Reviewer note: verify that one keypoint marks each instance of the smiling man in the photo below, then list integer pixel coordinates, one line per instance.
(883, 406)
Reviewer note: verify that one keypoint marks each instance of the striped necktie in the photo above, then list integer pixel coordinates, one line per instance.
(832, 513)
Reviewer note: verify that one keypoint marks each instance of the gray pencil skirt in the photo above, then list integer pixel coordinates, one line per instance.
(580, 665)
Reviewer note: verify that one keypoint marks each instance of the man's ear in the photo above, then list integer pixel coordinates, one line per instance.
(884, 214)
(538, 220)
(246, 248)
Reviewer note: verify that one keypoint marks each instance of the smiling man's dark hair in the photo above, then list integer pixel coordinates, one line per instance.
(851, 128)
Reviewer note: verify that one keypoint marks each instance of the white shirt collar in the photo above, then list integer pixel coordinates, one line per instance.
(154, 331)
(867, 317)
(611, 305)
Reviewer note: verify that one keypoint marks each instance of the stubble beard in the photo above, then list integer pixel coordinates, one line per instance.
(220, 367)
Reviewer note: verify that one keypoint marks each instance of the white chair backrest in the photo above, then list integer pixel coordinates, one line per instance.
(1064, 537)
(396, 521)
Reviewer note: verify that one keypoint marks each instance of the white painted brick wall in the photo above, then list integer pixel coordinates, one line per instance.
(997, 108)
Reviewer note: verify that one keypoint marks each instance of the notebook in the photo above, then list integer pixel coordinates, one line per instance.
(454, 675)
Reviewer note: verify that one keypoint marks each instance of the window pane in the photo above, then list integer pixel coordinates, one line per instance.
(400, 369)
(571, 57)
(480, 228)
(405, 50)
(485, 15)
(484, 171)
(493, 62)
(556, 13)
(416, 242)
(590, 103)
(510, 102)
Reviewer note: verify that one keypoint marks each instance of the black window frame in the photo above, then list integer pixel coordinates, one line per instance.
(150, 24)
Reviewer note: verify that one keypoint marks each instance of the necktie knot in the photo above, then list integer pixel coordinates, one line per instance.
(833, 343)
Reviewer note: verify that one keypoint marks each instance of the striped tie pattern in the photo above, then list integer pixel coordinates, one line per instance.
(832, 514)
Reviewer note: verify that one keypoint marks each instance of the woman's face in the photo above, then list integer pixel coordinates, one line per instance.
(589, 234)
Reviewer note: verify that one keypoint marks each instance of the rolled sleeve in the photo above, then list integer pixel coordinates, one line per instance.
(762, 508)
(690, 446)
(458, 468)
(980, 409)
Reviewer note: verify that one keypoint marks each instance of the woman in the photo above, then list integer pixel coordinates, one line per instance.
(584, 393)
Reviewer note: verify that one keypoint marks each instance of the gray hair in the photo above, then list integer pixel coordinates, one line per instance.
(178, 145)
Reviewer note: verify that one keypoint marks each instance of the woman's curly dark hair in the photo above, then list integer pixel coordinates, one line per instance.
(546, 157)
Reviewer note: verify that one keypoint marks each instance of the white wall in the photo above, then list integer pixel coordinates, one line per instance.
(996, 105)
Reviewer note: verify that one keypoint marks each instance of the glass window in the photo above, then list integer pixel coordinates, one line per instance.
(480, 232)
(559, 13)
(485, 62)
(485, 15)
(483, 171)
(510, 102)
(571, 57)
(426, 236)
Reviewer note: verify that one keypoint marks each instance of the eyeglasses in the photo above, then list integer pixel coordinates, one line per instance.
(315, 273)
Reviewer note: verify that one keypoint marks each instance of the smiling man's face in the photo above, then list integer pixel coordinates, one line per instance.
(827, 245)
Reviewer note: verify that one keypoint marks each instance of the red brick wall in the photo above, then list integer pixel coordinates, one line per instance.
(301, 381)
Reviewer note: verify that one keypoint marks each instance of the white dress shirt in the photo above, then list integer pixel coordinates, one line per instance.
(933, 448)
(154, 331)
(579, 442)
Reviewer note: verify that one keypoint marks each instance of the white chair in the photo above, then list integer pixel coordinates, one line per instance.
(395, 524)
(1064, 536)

------------------------------------------------------------

EXERCISE - Retype the data exactly as it reads.

EXPECTED ANSWER -
Reviewer note: verify that one keypoint marks each instance of the smiling man in the photo below, then list integer pixel coordinates, one line per instance.
(883, 406)
Reviewer note: verify that one keypoint marks each instance of the striped necktie in the photo above, then list integer pixel coordinates, one line per instance.
(832, 513)
Reviewer note: verify that one keypoint marks each instance of the gray pencil skirt in the photo above, then list integer pixel coordinates, one line per instance.
(580, 665)
Reviewer note: verify that one keypoint marks each instance of the man's ear in the photo above, then list integer pixel coordinates, one line per instance.
(884, 214)
(538, 220)
(246, 248)
Reviewer note: verify that one keypoint marks each instance of the smiling man's dark hair in the photo above, then list integer pixel coordinates, one line per instance.
(851, 128)
Reviewer note: verify that one keypoint marks each instance of the white shirt collar in the photo above, then list integer pixel coordinates, one line per instance.
(154, 331)
(867, 317)
(611, 305)
Reviewer note: verify that one keypoint marks each instance of the stubble beard in the photo above, then list integer pixel coordinates, one line per instance.
(220, 367)
Reviewer note: verify that one keypoint marks each instance of the white chair backrest in the photo above, then list integer pixel coordinates, one line per instance.
(1064, 537)
(396, 521)
Reviewer note: verify that one keypoint marks each instance of the white painted brick wall in the photo above, then list integer pixel coordinates, one line per instance.
(997, 108)
Reviewer note: verify that one keypoint marks each instance of the notebook in the photo above, then list integer pixel coordinates, one line per instance.
(454, 675)
Reviewer note: verify that one keypoint marks each instance of the window pane in the photo above, then list integer pixel coordinates, one line per instance.
(400, 369)
(571, 57)
(480, 228)
(405, 50)
(485, 15)
(484, 171)
(493, 62)
(556, 13)
(416, 242)
(590, 103)
(510, 102)
Reviewer note: verify that one keypoint marks each instance of the black window frame in the photo above, then list integer pixel coordinates, one line per instance.
(150, 24)
Reviewer note: verify that one keypoint marks each instance of the necktie knot in the photo above, then list integer pixel coordinates, one line per instance.
(833, 343)
Reviewer note: verify that one keypoint marks each instance of the striped tie pattern in the photo above, then list integer pixel coordinates, one line per instance.
(832, 514)
Reviewer note: verify that one keypoint marks each instance of the woman's face in the photo above, then list integer pixel coordinates, one line per instance.
(589, 234)
Reviewer note: verify that one keypoint marks each instance of the rolled sleeve in the photo above, then list integer pixel coordinates, one line per instance.
(762, 508)
(690, 446)
(458, 468)
(980, 409)
Reviewer note: verify that one keypoint marks each instance of the woman in the photo above, then list integer pixel coordinates, one line per instance.
(584, 393)
Reviewer note: verify that one keypoint marks each instance of the gray hair in the photo above, then list integer pixel coordinates, one line per instance.
(178, 145)
Reviewer note: verify that one keypoint marks each instance of the woman's curly dark hair in the photo above, then list integer pixel coordinates, one line per instance.
(546, 157)
Reviewer note: verify that one keypoint marks each instance of the white wall in the photo above, then list integer pixel coordinates, one line per instance.
(996, 105)
Reviewer note: verify that one keypoint marks each instance of the glass window in the photo above, then list integer pixel coordinates, one line per instance.
(480, 232)
(559, 13)
(485, 62)
(485, 15)
(483, 171)
(510, 102)
(571, 57)
(426, 236)
Reviewer note: verify that one keypoint marks each instance of the eyeglasses in the photo above, then list integer pixel coordinates, one line per instance.
(315, 273)
Reviewer note: verify that one keypoint marks each instance of the smiling man's face in the photo above, then list integer pixel coordinates, one line per instance.
(827, 245)
Reviewer note: verify that one keypoint marks each instance of the red brick wall in the photo above, then list integer pixel coordinates, one line per instance.
(301, 381)
Reviewer note: verify that one keypoint marks each instance of the white dress shirt in the photo above, then list integer pixel coordinates, one line per instance.
(933, 448)
(154, 331)
(579, 442)
Reviewer note: verify that one keypoint marks each instance of the white chair in the photo above, then list integer pixel coordinates, one line per instance.
(395, 524)
(1064, 536)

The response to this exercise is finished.